### Data for review
━━━━━━━━━━━━━━━━
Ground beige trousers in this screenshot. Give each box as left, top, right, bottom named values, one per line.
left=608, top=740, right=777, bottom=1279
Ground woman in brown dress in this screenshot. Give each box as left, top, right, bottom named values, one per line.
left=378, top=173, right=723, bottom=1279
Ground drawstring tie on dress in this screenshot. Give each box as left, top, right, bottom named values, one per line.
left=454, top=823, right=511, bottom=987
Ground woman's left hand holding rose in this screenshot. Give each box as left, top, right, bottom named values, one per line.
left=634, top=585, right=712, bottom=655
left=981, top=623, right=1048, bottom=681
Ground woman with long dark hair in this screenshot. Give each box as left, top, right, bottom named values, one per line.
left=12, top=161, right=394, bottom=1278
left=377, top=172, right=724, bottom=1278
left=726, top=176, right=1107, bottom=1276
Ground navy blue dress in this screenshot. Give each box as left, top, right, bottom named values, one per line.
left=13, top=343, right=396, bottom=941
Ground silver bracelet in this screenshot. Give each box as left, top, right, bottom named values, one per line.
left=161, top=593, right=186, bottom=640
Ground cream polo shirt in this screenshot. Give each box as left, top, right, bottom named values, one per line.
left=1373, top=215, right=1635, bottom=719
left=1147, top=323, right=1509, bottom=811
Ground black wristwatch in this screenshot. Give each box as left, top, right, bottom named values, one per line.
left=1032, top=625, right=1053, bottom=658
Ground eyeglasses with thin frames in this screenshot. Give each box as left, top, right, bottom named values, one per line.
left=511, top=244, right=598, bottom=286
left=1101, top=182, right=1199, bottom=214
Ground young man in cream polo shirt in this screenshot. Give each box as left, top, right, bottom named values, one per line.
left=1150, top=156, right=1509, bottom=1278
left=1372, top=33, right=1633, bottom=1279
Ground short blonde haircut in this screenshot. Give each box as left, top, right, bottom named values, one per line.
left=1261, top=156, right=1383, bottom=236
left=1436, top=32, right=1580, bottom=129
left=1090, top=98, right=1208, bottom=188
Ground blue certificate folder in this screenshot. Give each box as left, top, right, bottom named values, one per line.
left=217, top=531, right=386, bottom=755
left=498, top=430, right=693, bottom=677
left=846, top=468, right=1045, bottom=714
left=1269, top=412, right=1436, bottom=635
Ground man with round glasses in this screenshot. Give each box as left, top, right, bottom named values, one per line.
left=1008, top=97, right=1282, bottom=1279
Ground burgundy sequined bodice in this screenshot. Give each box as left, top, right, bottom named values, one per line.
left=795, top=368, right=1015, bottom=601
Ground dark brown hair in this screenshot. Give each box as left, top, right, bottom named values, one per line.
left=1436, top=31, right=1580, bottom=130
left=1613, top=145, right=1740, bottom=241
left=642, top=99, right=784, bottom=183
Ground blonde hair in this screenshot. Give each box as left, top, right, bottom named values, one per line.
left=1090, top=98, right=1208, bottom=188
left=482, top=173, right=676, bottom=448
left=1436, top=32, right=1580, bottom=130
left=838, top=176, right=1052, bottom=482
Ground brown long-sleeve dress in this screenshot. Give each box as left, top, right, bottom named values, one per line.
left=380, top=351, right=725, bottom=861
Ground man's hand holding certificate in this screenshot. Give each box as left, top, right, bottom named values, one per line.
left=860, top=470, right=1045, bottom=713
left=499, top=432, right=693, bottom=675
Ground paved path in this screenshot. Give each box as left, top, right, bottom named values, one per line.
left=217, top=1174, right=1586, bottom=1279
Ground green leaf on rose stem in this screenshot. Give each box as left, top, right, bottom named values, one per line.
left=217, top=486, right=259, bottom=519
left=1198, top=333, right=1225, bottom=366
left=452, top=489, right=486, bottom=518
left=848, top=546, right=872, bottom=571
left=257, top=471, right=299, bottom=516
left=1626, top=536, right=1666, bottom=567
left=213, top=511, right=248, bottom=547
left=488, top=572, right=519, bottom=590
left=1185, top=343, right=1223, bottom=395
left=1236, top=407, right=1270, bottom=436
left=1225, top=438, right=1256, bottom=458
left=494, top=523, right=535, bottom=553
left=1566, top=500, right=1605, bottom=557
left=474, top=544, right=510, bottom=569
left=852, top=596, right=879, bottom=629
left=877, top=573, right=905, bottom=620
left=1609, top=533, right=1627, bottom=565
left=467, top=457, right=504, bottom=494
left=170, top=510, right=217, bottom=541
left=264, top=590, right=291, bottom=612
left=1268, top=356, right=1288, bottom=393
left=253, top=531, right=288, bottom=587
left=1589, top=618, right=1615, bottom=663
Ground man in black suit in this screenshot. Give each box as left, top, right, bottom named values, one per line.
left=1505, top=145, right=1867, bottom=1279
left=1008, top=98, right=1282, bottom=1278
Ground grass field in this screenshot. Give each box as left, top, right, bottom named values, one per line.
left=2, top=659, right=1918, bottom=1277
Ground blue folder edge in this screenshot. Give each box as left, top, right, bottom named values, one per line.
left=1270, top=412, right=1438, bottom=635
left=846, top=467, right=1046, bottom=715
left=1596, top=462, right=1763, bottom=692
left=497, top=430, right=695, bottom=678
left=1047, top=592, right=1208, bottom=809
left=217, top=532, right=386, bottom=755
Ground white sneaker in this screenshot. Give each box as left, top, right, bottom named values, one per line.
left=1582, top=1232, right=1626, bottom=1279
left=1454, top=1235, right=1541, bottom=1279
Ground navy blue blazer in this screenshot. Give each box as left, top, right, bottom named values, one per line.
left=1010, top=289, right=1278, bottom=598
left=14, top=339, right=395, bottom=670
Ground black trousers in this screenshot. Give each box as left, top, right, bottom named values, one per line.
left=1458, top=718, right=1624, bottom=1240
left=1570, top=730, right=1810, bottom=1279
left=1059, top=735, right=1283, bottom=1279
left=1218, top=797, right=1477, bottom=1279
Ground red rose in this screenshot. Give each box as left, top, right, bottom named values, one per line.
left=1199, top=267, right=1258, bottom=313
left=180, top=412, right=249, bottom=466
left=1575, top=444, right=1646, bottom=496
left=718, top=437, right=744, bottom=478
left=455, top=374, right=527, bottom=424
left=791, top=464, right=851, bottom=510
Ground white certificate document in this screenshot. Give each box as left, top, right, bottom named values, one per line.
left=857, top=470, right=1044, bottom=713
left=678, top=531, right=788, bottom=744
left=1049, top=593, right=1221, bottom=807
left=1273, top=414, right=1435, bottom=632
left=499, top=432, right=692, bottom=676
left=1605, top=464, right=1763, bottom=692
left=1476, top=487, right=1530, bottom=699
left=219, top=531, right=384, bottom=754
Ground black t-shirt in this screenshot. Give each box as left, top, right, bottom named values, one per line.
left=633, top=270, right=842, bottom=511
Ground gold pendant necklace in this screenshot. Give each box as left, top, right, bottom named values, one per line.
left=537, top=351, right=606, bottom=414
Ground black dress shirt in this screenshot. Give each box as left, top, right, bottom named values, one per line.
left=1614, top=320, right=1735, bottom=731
━━━━━━━━━━━━━━━━
### What the task requires
Print out all of the data above word for word.

### Solution to this exercise
Ground beige trousers in this screenshot. Give each box as left, top, right, bottom named values, one per line.
left=608, top=740, right=777, bottom=1279
Ground woman in brown dress in this screenshot. Give each box as left, top, right, bottom named values, one per line.
left=378, top=173, right=723, bottom=1279
Ground drawstring tie on dress in this screenshot. Give each box as left, top, right, bottom named values, one per line.
left=454, top=823, right=511, bottom=987
Ground woman's left hand holding rose in this screenshot. Give each box as left, top, right, bottom named values, one per line.
left=634, top=585, right=712, bottom=655
left=981, top=623, right=1048, bottom=681
Ground woman with long dark hair in this screenshot. Give each box as left, top, right, bottom named values, one per line.
left=12, top=161, right=394, bottom=1278
left=377, top=172, right=724, bottom=1278
left=726, top=176, right=1107, bottom=1276
Ground navy blue dress in this screenshot. Give each box as left, top, right, bottom named values, one per line.
left=13, top=343, right=396, bottom=941
Ground silver bracelet in this screenshot. Give each box as left, top, right, bottom named values, one per line.
left=161, top=593, right=186, bottom=640
Ground cream polo shirt in this screenshot. Give each box as left, top, right, bottom named values, one per line.
left=1373, top=215, right=1635, bottom=719
left=1147, top=323, right=1509, bottom=811
Ground black wristwatch in this screenshot. Give each box as left, top, right, bottom named values, one per line.
left=1032, top=625, right=1053, bottom=658
Ground eyeglasses with thin frames in this screenshot. Give each box as left, top, right, bottom named values, one per line.
left=511, top=244, right=598, bottom=286
left=1101, top=182, right=1199, bottom=214
Ground young man in cream polo shirt in this screenshot. Give each box as left, top, right, bottom named values, one per line.
left=1150, top=156, right=1509, bottom=1278
left=1372, top=33, right=1633, bottom=1279
Ground short blonde haircut in this screenshot. Give each box as left, top, right, bottom named values, one per line.
left=1261, top=156, right=1383, bottom=236
left=1436, top=32, right=1580, bottom=129
left=1090, top=98, right=1208, bottom=188
Ground blue certificate folder in this screenshot. Give each box as left, top, right, bottom named values, one per line.
left=217, top=531, right=386, bottom=755
left=498, top=430, right=693, bottom=677
left=846, top=468, right=1045, bottom=714
left=1269, top=412, right=1436, bottom=635
Ground man with round glasses in this screenshot. Give each box as left, top, right, bottom named values, one per line.
left=1008, top=97, right=1282, bottom=1279
Ground burgundy sequined bodice in this screenshot. Give each box as left, top, right, bottom named values, one per line.
left=795, top=368, right=1015, bottom=601
Ground dark brown hair in this screenshot. Give each box as left, top, right, bottom named values, one per line.
left=1436, top=31, right=1580, bottom=130
left=1613, top=145, right=1740, bottom=241
left=642, top=99, right=784, bottom=183
Ground blonde hair in this screenshot. Give each box as left, top, right, bottom named values, one per line.
left=1090, top=98, right=1208, bottom=188
left=482, top=173, right=676, bottom=448
left=1436, top=32, right=1580, bottom=130
left=838, top=176, right=1052, bottom=482
Ground brown long-sleeve dress in this screenshot. Give each box as left, top, right, bottom named values, one per line.
left=380, top=351, right=725, bottom=861
Ground man's hand holding certificate in this screenshot. Give each box as left, top, right, bottom named values, one per line.
left=860, top=470, right=1045, bottom=713
left=499, top=432, right=693, bottom=675
Ground paved path in this screenshot. Give each box as left, top, right, bottom named values, one per line.
left=217, top=1174, right=1586, bottom=1279
Ground green leaf on rose stem in this screenshot. Give each box as left, top, right, bottom named values, one per line.
left=217, top=486, right=259, bottom=519
left=1198, top=333, right=1225, bottom=366
left=452, top=489, right=486, bottom=518
left=848, top=546, right=872, bottom=571
left=257, top=471, right=299, bottom=516
left=1626, top=536, right=1666, bottom=567
left=213, top=511, right=248, bottom=547
left=488, top=572, right=519, bottom=590
left=1185, top=343, right=1223, bottom=395
left=1236, top=407, right=1270, bottom=436
left=1225, top=438, right=1256, bottom=458
left=494, top=523, right=535, bottom=553
left=1566, top=500, right=1605, bottom=557
left=474, top=544, right=510, bottom=569
left=852, top=596, right=879, bottom=629
left=877, top=573, right=905, bottom=620
left=1609, top=533, right=1627, bottom=565
left=467, top=457, right=504, bottom=494
left=170, top=510, right=217, bottom=541
left=264, top=590, right=291, bottom=612
left=1268, top=356, right=1288, bottom=393
left=253, top=531, right=288, bottom=587
left=1589, top=618, right=1615, bottom=663
Ground man in black suit in this screenshot. Give each box as left, top, right, bottom named values, one per line.
left=1505, top=145, right=1867, bottom=1279
left=1008, top=98, right=1282, bottom=1278
Ground grass field in this screenshot. Give each box as left, top, right, bottom named values, one per line.
left=2, top=659, right=1918, bottom=1277
Ground blue folder edge in this screenshot. Give each box as left, top, right, bottom named values, one per line.
left=1270, top=412, right=1438, bottom=635
left=846, top=467, right=1046, bottom=715
left=1596, top=462, right=1763, bottom=692
left=497, top=430, right=695, bottom=678
left=1047, top=592, right=1208, bottom=809
left=217, top=532, right=386, bottom=755
Ground white sneaker in this screenshot. Give each box as left, top, right, bottom named values, one per line.
left=1582, top=1232, right=1626, bottom=1279
left=1454, top=1235, right=1541, bottom=1279
Ground navy blue blazer in this screenshot. Give each box as left, top, right, bottom named values, one per line.
left=1010, top=289, right=1278, bottom=598
left=14, top=339, right=395, bottom=670
Ground black trousers in this screenshot. Give each box as left, top, right, bottom named values, one per line.
left=1458, top=718, right=1624, bottom=1240
left=1570, top=730, right=1810, bottom=1279
left=1059, top=735, right=1283, bottom=1279
left=1218, top=797, right=1477, bottom=1279
Ground red rose in this screenshot. Give each box as left, top, right, bottom named values, one per line.
left=1199, top=267, right=1258, bottom=313
left=180, top=412, right=249, bottom=466
left=1575, top=444, right=1646, bottom=496
left=718, top=437, right=744, bottom=478
left=455, top=374, right=527, bottom=424
left=791, top=464, right=851, bottom=510
Ground white certificate document in this screenshot. Give each box as left, top, right, bottom named values, one per line.
left=857, top=470, right=1044, bottom=713
left=678, top=531, right=788, bottom=744
left=1049, top=593, right=1221, bottom=807
left=1273, top=414, right=1435, bottom=632
left=499, top=432, right=692, bottom=676
left=1605, top=464, right=1763, bottom=692
left=1476, top=487, right=1530, bottom=699
left=219, top=531, right=384, bottom=754
Ground black t-shirt in this screenshot. Give each box as left, top, right, bottom named values, one per line.
left=633, top=270, right=842, bottom=511
Ground gold pendant necklace in this screenshot. Give each box as left, top, right, bottom named values, one per line.
left=537, top=351, right=606, bottom=414
Ground black dress shirt in this screenshot. Give each box as left, top, right, bottom named values, one per line.
left=1614, top=320, right=1735, bottom=731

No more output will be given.